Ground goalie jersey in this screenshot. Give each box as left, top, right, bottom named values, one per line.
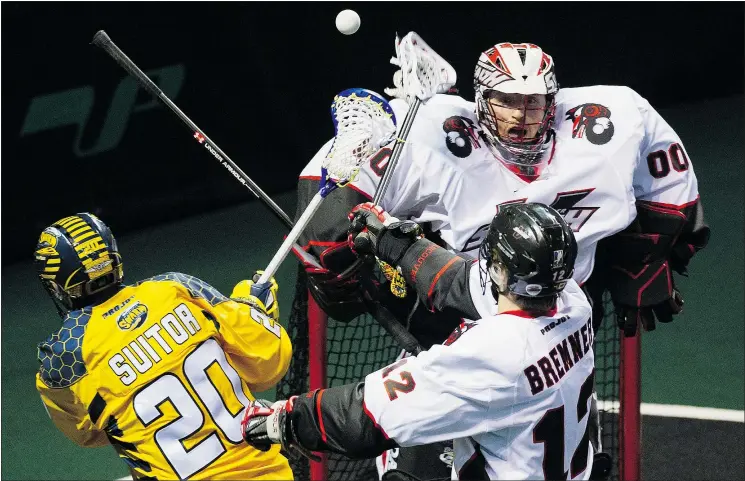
left=297, top=86, right=703, bottom=286
left=291, top=279, right=596, bottom=480
left=36, top=273, right=292, bottom=480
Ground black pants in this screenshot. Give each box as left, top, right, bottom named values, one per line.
left=377, top=441, right=454, bottom=481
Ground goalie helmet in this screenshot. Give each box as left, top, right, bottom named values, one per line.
left=474, top=42, right=558, bottom=179
left=479, top=203, right=576, bottom=299
left=34, top=213, right=123, bottom=317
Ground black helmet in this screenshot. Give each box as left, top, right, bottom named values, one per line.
left=479, top=203, right=576, bottom=298
left=34, top=213, right=123, bottom=317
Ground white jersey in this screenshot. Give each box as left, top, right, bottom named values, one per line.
left=362, top=279, right=596, bottom=480
left=300, top=86, right=700, bottom=285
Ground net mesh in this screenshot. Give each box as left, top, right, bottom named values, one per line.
left=277, top=267, right=626, bottom=481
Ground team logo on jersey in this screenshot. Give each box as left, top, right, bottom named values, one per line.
left=566, top=103, right=614, bottom=145
left=550, top=189, right=600, bottom=232
left=490, top=189, right=599, bottom=236
left=117, top=301, right=148, bottom=331
left=442, top=116, right=481, bottom=158
left=444, top=320, right=478, bottom=346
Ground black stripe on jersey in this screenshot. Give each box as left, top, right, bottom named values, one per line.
left=87, top=393, right=106, bottom=424
left=104, top=415, right=138, bottom=452
left=201, top=309, right=220, bottom=330
left=122, top=456, right=152, bottom=473
left=458, top=442, right=489, bottom=480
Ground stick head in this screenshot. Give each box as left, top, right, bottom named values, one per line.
left=394, top=32, right=457, bottom=104
left=323, top=88, right=397, bottom=182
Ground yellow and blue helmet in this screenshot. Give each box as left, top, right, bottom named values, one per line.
left=34, top=213, right=123, bottom=316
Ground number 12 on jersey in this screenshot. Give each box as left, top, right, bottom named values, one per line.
left=533, top=370, right=595, bottom=480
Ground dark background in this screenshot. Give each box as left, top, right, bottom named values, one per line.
left=2, top=2, right=743, bottom=264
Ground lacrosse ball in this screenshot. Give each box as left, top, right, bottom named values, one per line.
left=336, top=9, right=360, bottom=35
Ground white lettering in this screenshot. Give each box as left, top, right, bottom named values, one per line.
left=109, top=353, right=137, bottom=385
left=137, top=335, right=162, bottom=363
left=162, top=313, right=189, bottom=345
left=174, top=304, right=201, bottom=335
left=123, top=343, right=153, bottom=373
left=144, top=324, right=173, bottom=354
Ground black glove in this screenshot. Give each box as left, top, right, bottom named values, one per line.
left=306, top=265, right=368, bottom=322
left=610, top=258, right=684, bottom=336
left=605, top=202, right=688, bottom=336
left=347, top=202, right=423, bottom=265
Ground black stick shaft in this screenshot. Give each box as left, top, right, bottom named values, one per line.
left=91, top=30, right=293, bottom=229
left=373, top=97, right=421, bottom=205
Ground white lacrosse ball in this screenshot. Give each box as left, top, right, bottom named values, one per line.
left=335, top=9, right=360, bottom=35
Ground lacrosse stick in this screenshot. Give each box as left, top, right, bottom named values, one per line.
left=376, top=31, right=457, bottom=204
left=90, top=30, right=321, bottom=270
left=365, top=32, right=458, bottom=299
left=256, top=88, right=397, bottom=285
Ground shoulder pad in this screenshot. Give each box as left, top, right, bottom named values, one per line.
left=394, top=94, right=485, bottom=161
left=139, top=272, right=229, bottom=307
left=38, top=309, right=92, bottom=388
left=555, top=86, right=643, bottom=148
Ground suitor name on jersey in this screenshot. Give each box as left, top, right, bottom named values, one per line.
left=107, top=302, right=203, bottom=386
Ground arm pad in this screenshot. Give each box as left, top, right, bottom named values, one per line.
left=397, top=239, right=480, bottom=319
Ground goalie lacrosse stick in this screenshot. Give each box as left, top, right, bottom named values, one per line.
left=256, top=88, right=397, bottom=285
left=90, top=30, right=321, bottom=270
left=376, top=31, right=457, bottom=204
left=361, top=32, right=458, bottom=299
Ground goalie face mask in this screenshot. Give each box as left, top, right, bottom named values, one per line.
left=34, top=213, right=123, bottom=317
left=474, top=42, right=558, bottom=179
left=478, top=203, right=576, bottom=299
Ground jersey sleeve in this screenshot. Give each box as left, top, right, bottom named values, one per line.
left=621, top=91, right=709, bottom=269
left=631, top=88, right=699, bottom=206
left=211, top=299, right=292, bottom=394
left=362, top=331, right=516, bottom=447
left=290, top=324, right=516, bottom=457
left=159, top=273, right=292, bottom=394
left=36, top=374, right=109, bottom=448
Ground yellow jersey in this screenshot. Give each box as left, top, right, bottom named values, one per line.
left=36, top=272, right=293, bottom=480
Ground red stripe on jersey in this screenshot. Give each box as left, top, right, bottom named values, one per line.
left=315, top=389, right=328, bottom=443
left=298, top=175, right=373, bottom=200
left=362, top=399, right=391, bottom=440
left=501, top=307, right=558, bottom=318
left=637, top=195, right=699, bottom=211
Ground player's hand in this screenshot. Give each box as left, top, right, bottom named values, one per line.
left=608, top=258, right=684, bottom=337
left=241, top=398, right=291, bottom=451
left=348, top=202, right=423, bottom=265
left=604, top=202, right=690, bottom=337
left=231, top=271, right=279, bottom=321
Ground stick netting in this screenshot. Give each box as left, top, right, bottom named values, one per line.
left=276, top=267, right=627, bottom=481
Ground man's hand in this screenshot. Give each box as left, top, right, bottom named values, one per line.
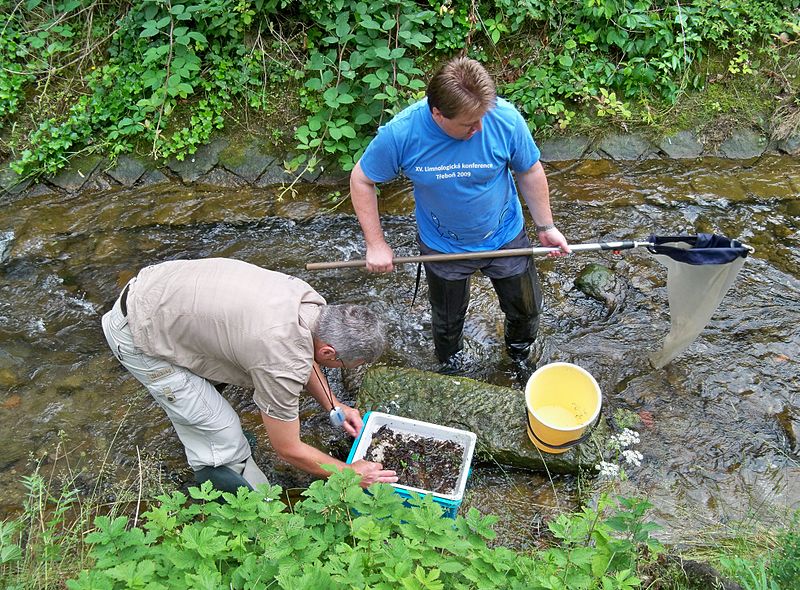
left=538, top=227, right=571, bottom=257
left=350, top=459, right=398, bottom=488
left=340, top=405, right=364, bottom=437
left=365, top=241, right=395, bottom=273
left=351, top=161, right=395, bottom=273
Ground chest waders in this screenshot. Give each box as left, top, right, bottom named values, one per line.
left=425, top=258, right=543, bottom=363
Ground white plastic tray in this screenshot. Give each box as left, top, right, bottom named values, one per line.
left=348, top=412, right=477, bottom=501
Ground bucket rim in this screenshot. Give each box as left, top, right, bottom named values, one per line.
left=524, top=361, right=602, bottom=432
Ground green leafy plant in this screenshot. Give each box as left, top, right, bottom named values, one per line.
left=8, top=0, right=287, bottom=178
left=720, top=555, right=780, bottom=590
left=39, top=468, right=664, bottom=590
left=0, top=521, right=22, bottom=568
left=541, top=494, right=662, bottom=590
left=769, top=513, right=800, bottom=590
left=5, top=0, right=799, bottom=179
left=290, top=0, right=432, bottom=172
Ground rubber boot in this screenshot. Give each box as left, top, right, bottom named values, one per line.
left=490, top=260, right=543, bottom=361
left=194, top=465, right=252, bottom=494
left=424, top=265, right=470, bottom=363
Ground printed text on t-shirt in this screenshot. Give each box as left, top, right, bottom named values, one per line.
left=414, top=161, right=494, bottom=181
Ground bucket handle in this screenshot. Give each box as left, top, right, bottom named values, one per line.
left=525, top=406, right=603, bottom=452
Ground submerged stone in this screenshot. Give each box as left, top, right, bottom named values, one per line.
left=574, top=263, right=623, bottom=307
left=357, top=366, right=604, bottom=474
left=777, top=405, right=800, bottom=454
left=0, top=369, right=22, bottom=391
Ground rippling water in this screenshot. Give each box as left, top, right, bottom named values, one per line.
left=0, top=156, right=797, bottom=546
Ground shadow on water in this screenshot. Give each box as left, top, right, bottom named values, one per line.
left=0, top=156, right=798, bottom=546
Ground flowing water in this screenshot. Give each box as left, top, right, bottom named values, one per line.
left=0, top=155, right=798, bottom=547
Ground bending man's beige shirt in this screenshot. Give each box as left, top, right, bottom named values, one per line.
left=126, top=258, right=325, bottom=421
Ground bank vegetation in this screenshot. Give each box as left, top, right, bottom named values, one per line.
left=1, top=0, right=799, bottom=181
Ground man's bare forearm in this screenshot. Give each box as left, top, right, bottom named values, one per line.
left=516, top=161, right=554, bottom=227
left=350, top=161, right=387, bottom=247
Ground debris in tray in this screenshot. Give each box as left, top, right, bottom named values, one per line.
left=364, top=425, right=464, bottom=495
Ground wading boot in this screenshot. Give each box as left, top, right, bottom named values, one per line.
left=425, top=267, right=470, bottom=364
left=437, top=350, right=470, bottom=376
left=490, top=260, right=543, bottom=362
left=194, top=465, right=252, bottom=494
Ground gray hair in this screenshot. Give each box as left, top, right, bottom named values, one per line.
left=315, top=304, right=386, bottom=364
left=427, top=57, right=497, bottom=119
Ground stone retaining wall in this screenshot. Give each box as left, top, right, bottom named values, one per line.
left=2, top=126, right=798, bottom=200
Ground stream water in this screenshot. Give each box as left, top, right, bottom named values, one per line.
left=0, top=155, right=797, bottom=548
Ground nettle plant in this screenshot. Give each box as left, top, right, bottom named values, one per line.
left=48, top=469, right=662, bottom=590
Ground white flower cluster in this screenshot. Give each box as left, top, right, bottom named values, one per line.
left=609, top=428, right=641, bottom=450
left=622, top=449, right=643, bottom=467
left=595, top=461, right=620, bottom=479
left=595, top=428, right=644, bottom=480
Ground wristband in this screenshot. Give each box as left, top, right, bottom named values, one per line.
left=535, top=223, right=556, bottom=232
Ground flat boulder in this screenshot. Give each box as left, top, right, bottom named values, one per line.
left=357, top=366, right=604, bottom=474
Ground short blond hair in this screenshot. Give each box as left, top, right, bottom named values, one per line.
left=427, top=57, right=497, bottom=119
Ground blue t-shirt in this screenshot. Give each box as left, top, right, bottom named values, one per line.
left=359, top=97, right=540, bottom=253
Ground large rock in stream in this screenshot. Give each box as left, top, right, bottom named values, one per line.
left=574, top=263, right=626, bottom=310
left=357, top=366, right=605, bottom=474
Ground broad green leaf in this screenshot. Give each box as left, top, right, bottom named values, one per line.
left=361, top=18, right=381, bottom=30
left=335, top=19, right=351, bottom=38
left=323, top=87, right=340, bottom=107
left=187, top=31, right=207, bottom=45
left=363, top=73, right=382, bottom=89
left=374, top=46, right=391, bottom=60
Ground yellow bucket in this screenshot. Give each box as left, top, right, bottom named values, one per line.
left=524, top=362, right=602, bottom=454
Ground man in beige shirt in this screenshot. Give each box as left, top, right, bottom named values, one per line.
left=102, top=257, right=396, bottom=492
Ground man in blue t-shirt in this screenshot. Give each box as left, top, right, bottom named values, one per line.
left=350, top=57, right=570, bottom=370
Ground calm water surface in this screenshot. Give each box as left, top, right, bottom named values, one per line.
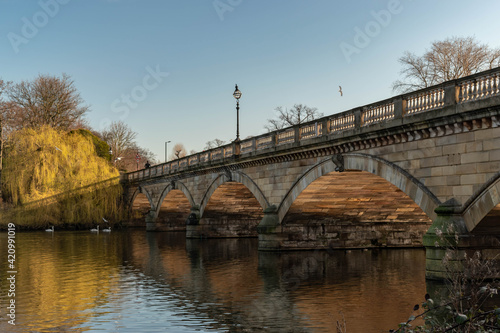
left=0, top=230, right=429, bottom=332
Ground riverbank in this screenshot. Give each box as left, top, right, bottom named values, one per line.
left=0, top=181, right=127, bottom=230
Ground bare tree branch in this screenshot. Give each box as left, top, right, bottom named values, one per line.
left=264, top=104, right=323, bottom=132
left=204, top=138, right=226, bottom=150
left=172, top=143, right=187, bottom=159
left=101, top=121, right=137, bottom=168
left=393, top=36, right=500, bottom=93
left=2, top=73, right=89, bottom=131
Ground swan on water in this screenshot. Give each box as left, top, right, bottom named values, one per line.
left=102, top=227, right=111, bottom=232
left=45, top=226, right=54, bottom=232
left=90, top=225, right=99, bottom=232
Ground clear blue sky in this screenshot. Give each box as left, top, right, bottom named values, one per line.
left=1, top=0, right=499, bottom=162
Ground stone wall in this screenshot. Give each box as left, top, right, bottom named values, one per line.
left=260, top=221, right=430, bottom=250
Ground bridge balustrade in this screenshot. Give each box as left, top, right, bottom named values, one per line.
left=171, top=161, right=179, bottom=172
left=126, top=66, right=500, bottom=182
left=256, top=135, right=273, bottom=150
left=458, top=71, right=500, bottom=102
left=240, top=139, right=255, bottom=154
left=211, top=148, right=222, bottom=161
left=328, top=113, right=356, bottom=133
left=405, top=88, right=444, bottom=114
left=277, top=128, right=295, bottom=145
left=224, top=146, right=233, bottom=158
left=299, top=122, right=322, bottom=139
left=188, top=155, right=199, bottom=166
left=361, top=101, right=395, bottom=126
left=200, top=152, right=209, bottom=163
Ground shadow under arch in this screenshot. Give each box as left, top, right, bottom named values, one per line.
left=129, top=186, right=155, bottom=212
left=199, top=171, right=269, bottom=217
left=462, top=171, right=500, bottom=232
left=154, top=181, right=196, bottom=217
left=277, top=153, right=441, bottom=223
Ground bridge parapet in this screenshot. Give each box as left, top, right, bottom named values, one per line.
left=126, top=67, right=500, bottom=183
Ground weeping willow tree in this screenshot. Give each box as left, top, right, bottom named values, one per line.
left=0, top=126, right=126, bottom=228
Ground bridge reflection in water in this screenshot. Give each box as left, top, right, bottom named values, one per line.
left=1, top=230, right=428, bottom=332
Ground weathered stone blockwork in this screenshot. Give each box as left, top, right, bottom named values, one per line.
left=123, top=68, right=500, bottom=277
left=272, top=222, right=430, bottom=250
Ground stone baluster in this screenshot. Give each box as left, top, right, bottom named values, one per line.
left=486, top=75, right=493, bottom=96
left=473, top=79, right=479, bottom=100
left=462, top=82, right=469, bottom=102
left=481, top=76, right=487, bottom=97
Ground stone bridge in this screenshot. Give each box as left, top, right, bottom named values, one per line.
left=123, top=68, right=500, bottom=279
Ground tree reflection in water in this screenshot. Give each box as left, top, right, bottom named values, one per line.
left=0, top=230, right=427, bottom=332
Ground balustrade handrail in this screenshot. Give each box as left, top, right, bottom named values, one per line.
left=126, top=67, right=500, bottom=181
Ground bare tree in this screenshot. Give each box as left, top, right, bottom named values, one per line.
left=118, top=145, right=157, bottom=172
left=172, top=143, right=187, bottom=159
left=393, top=36, right=500, bottom=93
left=204, top=138, right=226, bottom=150
left=264, top=104, right=323, bottom=132
left=3, top=73, right=89, bottom=132
left=101, top=121, right=137, bottom=166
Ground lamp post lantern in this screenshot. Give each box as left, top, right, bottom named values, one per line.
left=233, top=84, right=242, bottom=142
left=165, top=140, right=171, bottom=163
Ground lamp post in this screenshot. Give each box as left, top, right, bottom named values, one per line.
left=165, top=140, right=171, bottom=163
left=233, top=84, right=242, bottom=142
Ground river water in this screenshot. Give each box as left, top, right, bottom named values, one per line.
left=0, top=230, right=429, bottom=332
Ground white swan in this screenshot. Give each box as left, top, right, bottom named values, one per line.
left=45, top=226, right=54, bottom=232
left=90, top=225, right=99, bottom=232
left=102, top=227, right=111, bottom=232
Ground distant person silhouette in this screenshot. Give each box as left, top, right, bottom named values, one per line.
left=145, top=161, right=151, bottom=168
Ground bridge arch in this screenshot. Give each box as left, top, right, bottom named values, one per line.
left=129, top=186, right=155, bottom=212
left=277, top=153, right=441, bottom=223
left=199, top=171, right=269, bottom=217
left=154, top=181, right=196, bottom=217
left=462, top=172, right=500, bottom=232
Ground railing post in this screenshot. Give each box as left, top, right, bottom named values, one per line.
left=233, top=141, right=240, bottom=156
left=394, top=96, right=404, bottom=119
left=354, top=109, right=362, bottom=128
left=321, top=118, right=329, bottom=136
left=271, top=132, right=277, bottom=148
left=444, top=82, right=458, bottom=106
left=294, top=125, right=300, bottom=143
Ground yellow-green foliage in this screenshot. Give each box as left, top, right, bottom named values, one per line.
left=3, top=125, right=118, bottom=204
left=1, top=126, right=126, bottom=228
left=1, top=180, right=127, bottom=228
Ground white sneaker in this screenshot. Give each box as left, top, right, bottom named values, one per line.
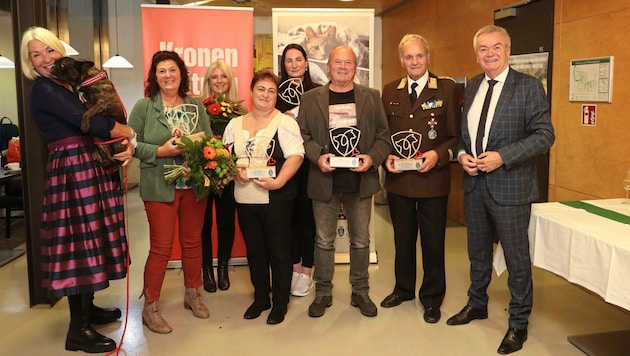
left=290, top=272, right=299, bottom=294
left=291, top=273, right=313, bottom=297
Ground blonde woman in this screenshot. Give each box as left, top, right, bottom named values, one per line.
left=199, top=60, right=241, bottom=292
left=20, top=26, right=135, bottom=353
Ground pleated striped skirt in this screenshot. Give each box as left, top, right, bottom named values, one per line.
left=41, top=135, right=128, bottom=298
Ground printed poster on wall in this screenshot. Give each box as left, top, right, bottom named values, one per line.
left=509, top=52, right=549, bottom=94
left=569, top=56, right=614, bottom=103
left=141, top=5, right=254, bottom=265
left=272, top=8, right=374, bottom=88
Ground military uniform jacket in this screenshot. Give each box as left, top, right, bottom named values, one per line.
left=381, top=73, right=462, bottom=198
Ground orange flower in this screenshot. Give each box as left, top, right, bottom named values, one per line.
left=205, top=160, right=218, bottom=169
left=203, top=146, right=217, bottom=160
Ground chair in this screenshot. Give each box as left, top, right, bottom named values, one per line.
left=0, top=177, right=23, bottom=239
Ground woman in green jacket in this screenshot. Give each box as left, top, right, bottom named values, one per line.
left=128, top=51, right=212, bottom=334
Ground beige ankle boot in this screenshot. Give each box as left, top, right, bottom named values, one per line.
left=184, top=288, right=210, bottom=318
left=142, top=301, right=172, bottom=334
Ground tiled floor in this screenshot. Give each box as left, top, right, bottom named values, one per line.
left=0, top=189, right=629, bottom=355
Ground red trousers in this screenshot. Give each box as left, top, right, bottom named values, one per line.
left=143, top=189, right=207, bottom=302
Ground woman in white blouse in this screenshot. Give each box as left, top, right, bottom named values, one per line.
left=222, top=69, right=304, bottom=325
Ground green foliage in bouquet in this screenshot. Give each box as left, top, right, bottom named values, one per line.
left=164, top=134, right=238, bottom=198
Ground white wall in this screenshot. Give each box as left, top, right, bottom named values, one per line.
left=0, top=7, right=18, bottom=125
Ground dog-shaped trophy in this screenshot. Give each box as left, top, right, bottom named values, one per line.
left=51, top=57, right=127, bottom=171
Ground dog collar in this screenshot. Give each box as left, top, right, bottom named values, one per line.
left=79, top=71, right=108, bottom=88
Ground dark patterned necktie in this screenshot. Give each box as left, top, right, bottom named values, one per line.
left=409, top=82, right=418, bottom=106
left=475, top=79, right=498, bottom=156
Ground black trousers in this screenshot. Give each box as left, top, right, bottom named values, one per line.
left=237, top=200, right=293, bottom=305
left=388, top=192, right=448, bottom=308
left=201, top=182, right=236, bottom=265
left=291, top=163, right=315, bottom=267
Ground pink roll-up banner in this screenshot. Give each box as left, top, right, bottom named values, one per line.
left=141, top=5, right=254, bottom=266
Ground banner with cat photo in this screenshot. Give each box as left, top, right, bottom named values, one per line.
left=272, top=8, right=374, bottom=88
left=273, top=8, right=377, bottom=263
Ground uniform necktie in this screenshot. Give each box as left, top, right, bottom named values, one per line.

#####

### TASK STATEMENT:
Nothing but the lines from the one with "Ground pink roll-up" through the last line of the data should appear; print them exactly.

### YOUR SOLUTION:
Ground pink roll-up banner in this screenshot. Give each box as left, top, right, bottom named values, one per line.
left=141, top=5, right=254, bottom=266
Ground banner with cat photo in this screenshot. Give each box as left, top, right, bottom named values, one per line.
left=272, top=8, right=374, bottom=88
left=273, top=8, right=377, bottom=263
Ground uniform necktie in this screenshot. Give each box as left, top, right, bottom named values, one per line.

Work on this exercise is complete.